- [WHAT IS ASKED]: Reproduce the following data word for word, line by line, leaving out the pictures.

- [RECORDS FOR THIS EXERCISE]:
§ §
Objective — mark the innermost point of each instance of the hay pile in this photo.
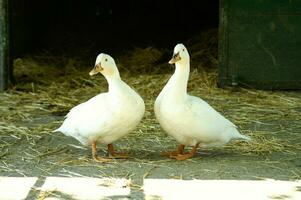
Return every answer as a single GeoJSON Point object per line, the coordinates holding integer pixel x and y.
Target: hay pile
{"type": "Point", "coordinates": [48, 87]}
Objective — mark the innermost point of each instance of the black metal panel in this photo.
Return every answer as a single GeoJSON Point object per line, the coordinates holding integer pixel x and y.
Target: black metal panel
{"type": "Point", "coordinates": [260, 43]}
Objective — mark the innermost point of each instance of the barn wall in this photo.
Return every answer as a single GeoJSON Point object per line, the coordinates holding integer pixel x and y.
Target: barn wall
{"type": "Point", "coordinates": [260, 44]}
§ §
- [SOLVED EXERCISE]:
Objective — mark the innermost point of each instance of the hay pile in this photo.
Return every answer as a single GeoJSON Point object per line, the coordinates holding integer pixel x and y.
Target: hay pile
{"type": "Point", "coordinates": [48, 87]}
Objective — mark the innermost point of each instance of the black metal panel in this photo.
Return every answer as a single GeoJSON Point object per line, the coordinates holding integer pixel x and y.
Target: black metal panel
{"type": "Point", "coordinates": [260, 43]}
Objective — mark the innermost point of each instance of the barn wall in this photo.
Return every answer as a single GeoJSON Point object per line, the coordinates holding integer pixel x and y.
Target: barn wall
{"type": "Point", "coordinates": [260, 44]}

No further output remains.